***** TEXT SEGMENT *****
I guess being aware of the problem is the first step. The question is, if we could eliminate our now-natural “ego is bad” lessons to our children, what do we replace them with? How do we balance kids for success?
My IPUs are giving me such a headache.
It is a truth universally acknowledged that an artist in possession of a good talent will be purchased and widely revered on the basis of her artistry.
As is the case with Ms. Austen’s seemingly spot on recognition, it is not at all true that the artist is recognized or that those with lesser abilities will not gain fame, fortune, and commissions.
Do you even have business cards?
It is understandable that while you don’t mind showing your work, you don’t care to advertise yourself as its creator, thus the matter comes down to the basics of acceptance. Accept your work. Accept the fact that you do it, even though aspects of it may bewilder you. You don’t need to wear sandwich boards that read Marta writes and makes art. The mere act of regularly accepting what it is you do is enough to let the genie out of the bottle and when someone asks, say Yes, I make art. It is even now on display. I write. I have not yet had the success of publication I seek.
You freely admit to being a teacher, a wife, and a mother. No problems there. Feel free to add one more accomplishment to the list.
***** DATA PROVIDED *****
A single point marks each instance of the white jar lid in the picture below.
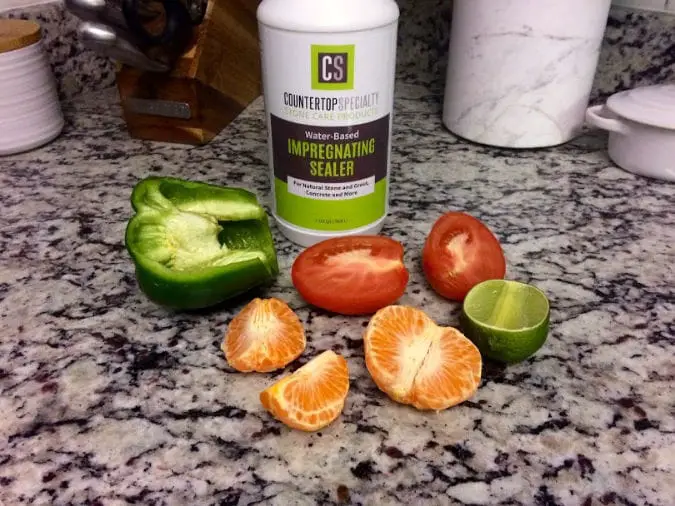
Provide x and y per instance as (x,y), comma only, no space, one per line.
(650,105)
(17,34)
*****
_GIVEN REQUEST 1_. According to the passage about artistic self-acceptance, what is the first step?
_GIVEN REQUEST 2_. Name every role that the passage about artistic self-acceptance says the person addressed freely admits to.
_GIVEN REQUEST 3_. Continue the passage about artistic self-acceptance, picking up after its final sentence.

_FINAL ANSWER 1_. Being aware of the problem.

_FINAL ANSWER 2_. Teacher, wife, mother

_FINAL ANSWER 3_.
P.S. You are about to be published. I’ll tell you the details in an email.
I do in fact have business cards now. That was a big crazy step. When I got them I walked around for a while thinking–I’m a person with business cards? Really?
You certainly know how to write a postscript.
I can rave about someone or something I like – I can cultivate someone else’s name to no end if I like them or their work. (So Darc has a built-in cultivator! 😉 )
If it was my own work on the other hand, I’d probably have a hard time with it. It’s one thing to be asked, “Do you have a card?” It’s another thing entirely to say, “Here’s my card.” I don’t think I’d be any more comfortable doing that than other people are to be on the receiving end of it.
My husband is my cultivator. I don’t know where I’d be without him.
And yes–I only give a card if asked!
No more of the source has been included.